→ Passage:
- - - - -
Reuters reports that while this isn't the first study to find a link between diet and breast cancer, it is one of the first to look at the results by the presence or absence of estrogen and progesterone receptors. Breast cancer growth is stimulated by these two hormones. There has been an increase in recent years in the number of hormone receptor-positive cases of breast cancer, and lead study author Dr. Eunyoung Cho believes the trend may relate to increased consumption of red meat. This particular food can influence tumor growth via hormone receptors.
The study: The Harvard team analyzed data from 90,659 women, all of whom were 26 to 46 and participated in the Nurses' Health Study II. During 12 years of follow-up, 1,021 women developed invasive breast cancer.
- - - - -
→ Information given:
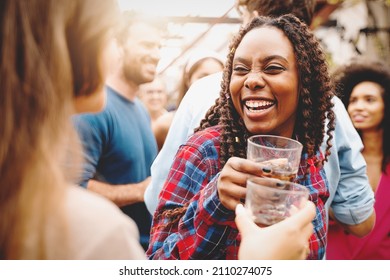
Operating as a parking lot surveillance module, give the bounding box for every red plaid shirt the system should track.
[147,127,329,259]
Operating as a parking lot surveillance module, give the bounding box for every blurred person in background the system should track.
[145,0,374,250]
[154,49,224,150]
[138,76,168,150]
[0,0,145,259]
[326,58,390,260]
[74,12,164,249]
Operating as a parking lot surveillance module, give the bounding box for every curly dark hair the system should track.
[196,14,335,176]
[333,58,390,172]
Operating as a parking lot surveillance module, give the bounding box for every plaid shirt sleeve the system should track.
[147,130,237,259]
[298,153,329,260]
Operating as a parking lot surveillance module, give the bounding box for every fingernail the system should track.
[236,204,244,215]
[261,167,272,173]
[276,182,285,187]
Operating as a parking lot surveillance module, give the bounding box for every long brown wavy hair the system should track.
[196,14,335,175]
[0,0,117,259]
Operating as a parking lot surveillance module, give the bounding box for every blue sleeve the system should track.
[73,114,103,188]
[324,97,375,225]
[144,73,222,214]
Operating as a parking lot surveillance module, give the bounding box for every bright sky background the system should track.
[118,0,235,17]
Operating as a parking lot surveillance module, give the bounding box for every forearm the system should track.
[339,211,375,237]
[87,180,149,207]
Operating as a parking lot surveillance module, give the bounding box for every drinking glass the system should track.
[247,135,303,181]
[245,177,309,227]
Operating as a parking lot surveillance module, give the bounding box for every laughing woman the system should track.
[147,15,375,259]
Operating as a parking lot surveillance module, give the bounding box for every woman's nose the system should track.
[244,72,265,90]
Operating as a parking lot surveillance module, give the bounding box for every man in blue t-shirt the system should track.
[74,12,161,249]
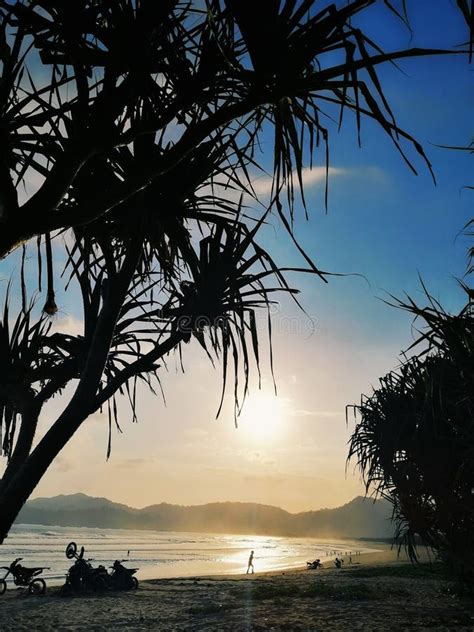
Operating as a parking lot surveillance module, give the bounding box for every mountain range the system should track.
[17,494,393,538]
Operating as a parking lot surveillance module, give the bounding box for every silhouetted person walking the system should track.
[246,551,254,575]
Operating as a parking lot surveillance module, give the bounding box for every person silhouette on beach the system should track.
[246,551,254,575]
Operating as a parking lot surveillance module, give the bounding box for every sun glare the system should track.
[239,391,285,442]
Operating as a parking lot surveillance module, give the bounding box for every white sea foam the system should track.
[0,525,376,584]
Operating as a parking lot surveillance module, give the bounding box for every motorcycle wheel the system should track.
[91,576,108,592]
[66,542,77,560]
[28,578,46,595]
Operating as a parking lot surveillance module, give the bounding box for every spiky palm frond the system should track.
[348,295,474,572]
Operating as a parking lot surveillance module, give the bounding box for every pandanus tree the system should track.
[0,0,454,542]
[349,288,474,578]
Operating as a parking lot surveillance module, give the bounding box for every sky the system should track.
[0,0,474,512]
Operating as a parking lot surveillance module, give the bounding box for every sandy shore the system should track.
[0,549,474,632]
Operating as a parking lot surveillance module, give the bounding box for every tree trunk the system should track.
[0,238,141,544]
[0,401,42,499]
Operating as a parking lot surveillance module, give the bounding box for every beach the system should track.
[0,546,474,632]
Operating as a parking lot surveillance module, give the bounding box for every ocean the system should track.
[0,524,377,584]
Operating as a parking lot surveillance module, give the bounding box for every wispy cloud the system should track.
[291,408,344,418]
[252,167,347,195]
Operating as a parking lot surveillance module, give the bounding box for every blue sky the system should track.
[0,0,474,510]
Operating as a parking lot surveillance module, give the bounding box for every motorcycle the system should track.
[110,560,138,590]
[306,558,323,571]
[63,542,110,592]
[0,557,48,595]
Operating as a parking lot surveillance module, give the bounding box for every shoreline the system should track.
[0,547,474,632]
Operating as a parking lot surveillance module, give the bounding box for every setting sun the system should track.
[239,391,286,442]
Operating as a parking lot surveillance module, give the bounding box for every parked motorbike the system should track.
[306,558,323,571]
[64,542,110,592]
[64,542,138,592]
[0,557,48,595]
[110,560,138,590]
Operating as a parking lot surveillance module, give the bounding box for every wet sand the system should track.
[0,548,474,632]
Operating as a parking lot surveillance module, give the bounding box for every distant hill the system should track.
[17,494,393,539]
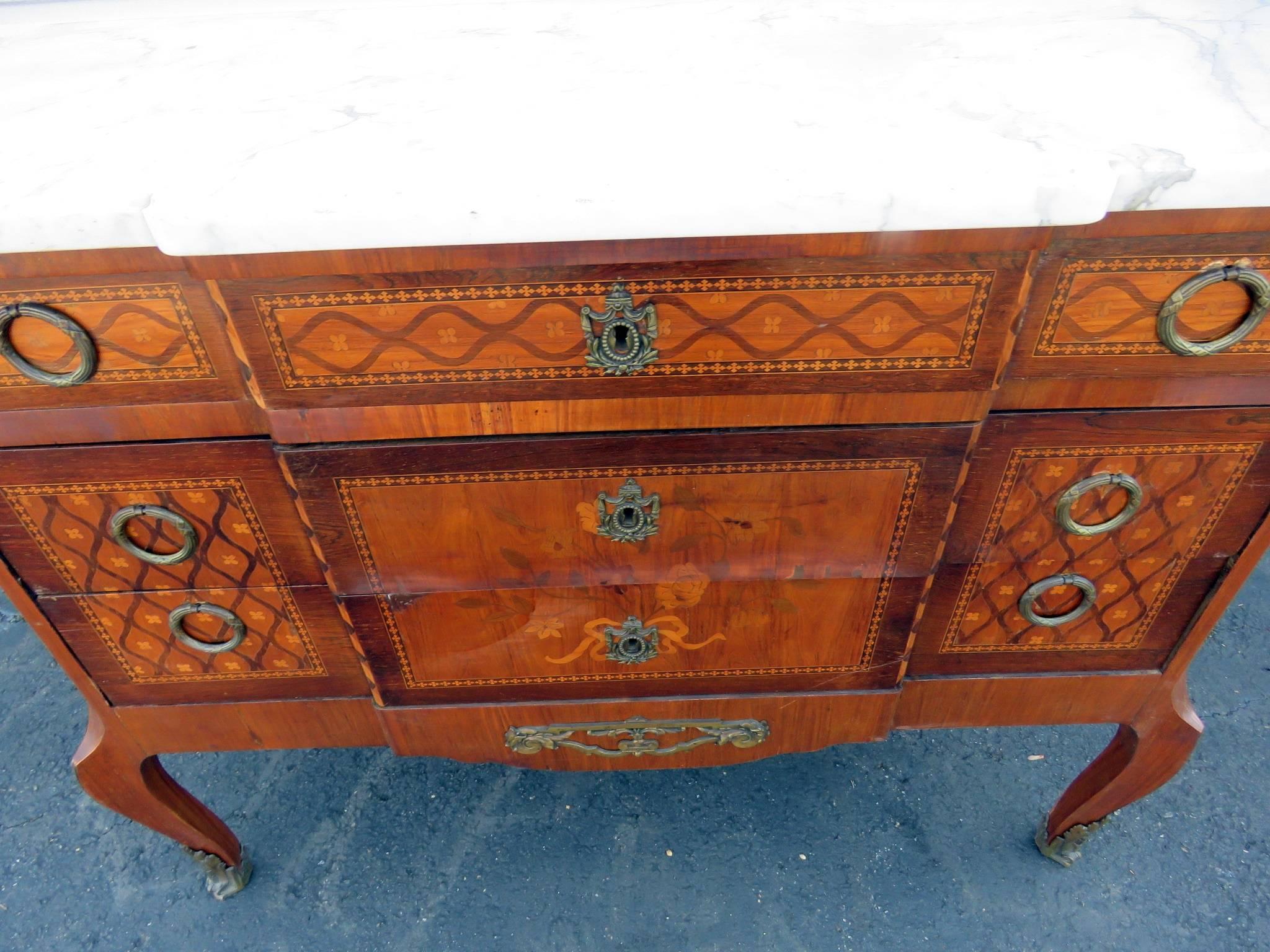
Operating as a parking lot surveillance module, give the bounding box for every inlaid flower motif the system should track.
- - - - -
→ Task item: Pick up the passage on red meat and breast cancer right after its last sentence and continue it.

→ Answer area:
The results: The more red meat a woman ate, the higher her risk of developing estrogen-positive and progesterone-positive breast cancers. There was no link between red meat and estrogen-negative or progesterone-negative cancers. Specifically, women who had more than 1.5 servings of red meat daily were 97 percent more likely to develop breast cancer than those who had three or fewer servings of red meat a week.
"Given that most of the risk factors for breast cancer are not easily modifiable, these findings have potential public health implications in preventing breast cancer and should be evaluated further," the authors wrote in the Archives of Internal Medicine.